◆ Records supplied
★ ★ ★ ★ ★ ★ ★

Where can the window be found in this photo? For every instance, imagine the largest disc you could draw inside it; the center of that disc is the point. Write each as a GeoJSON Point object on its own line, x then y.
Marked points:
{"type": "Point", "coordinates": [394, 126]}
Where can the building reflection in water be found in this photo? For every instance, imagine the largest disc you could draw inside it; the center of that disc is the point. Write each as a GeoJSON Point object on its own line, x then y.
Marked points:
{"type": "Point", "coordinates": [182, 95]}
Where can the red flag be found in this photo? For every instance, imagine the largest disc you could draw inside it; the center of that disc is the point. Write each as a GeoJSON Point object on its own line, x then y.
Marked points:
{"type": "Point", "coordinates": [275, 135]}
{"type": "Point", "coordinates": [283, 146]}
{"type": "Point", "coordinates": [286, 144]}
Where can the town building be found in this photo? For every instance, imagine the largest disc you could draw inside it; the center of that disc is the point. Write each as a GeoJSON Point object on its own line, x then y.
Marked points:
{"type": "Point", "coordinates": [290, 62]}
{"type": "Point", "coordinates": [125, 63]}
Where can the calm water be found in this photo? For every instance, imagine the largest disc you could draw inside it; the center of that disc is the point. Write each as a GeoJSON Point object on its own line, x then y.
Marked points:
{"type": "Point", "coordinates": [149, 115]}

★ ★ ★ ★ ★ ★ ★

◆ Problem requirements
Print the lines above again, word for word and in the same order, from the first to the last.

◆ Problem solution
Where can the window be found in this photo? For every instance, imagine the largest disc you could draw inside it; the center of that disc is the point. Write each as a GeoJSON Point object on its own line, x then y.
Marked points:
{"type": "Point", "coordinates": [394, 126]}
Where can the building reflection in water be found in this photo? For every instance, imagine the largest disc you could draw inside it; the center of that disc is the point. Write each as a GeoJSON Point object on its own line, x then y.
Marked points:
{"type": "Point", "coordinates": [182, 95]}
Where can the red flag be found in this photo? For every instance, imagine the largest disc you could draw inside it; the center of that disc is the point. Write each as a GeoJSON Point object on its own line, x then y.
Marked points:
{"type": "Point", "coordinates": [275, 135]}
{"type": "Point", "coordinates": [283, 146]}
{"type": "Point", "coordinates": [286, 144]}
Where can the town building be found in this photo? For every instance, imagine the largest disc you could draw inside it; the center of that disc is the point. Write each as a GeoJSON Point object on its own line, x then y.
Marked points:
{"type": "Point", "coordinates": [290, 62]}
{"type": "Point", "coordinates": [125, 63]}
Where can the calm water be found in this photo? For every instance, imagine the largest disc you could draw inside it; the center of that disc is the point. Write each as a GeoJSON Point object on its own line, x then y.
Marked points:
{"type": "Point", "coordinates": [149, 115]}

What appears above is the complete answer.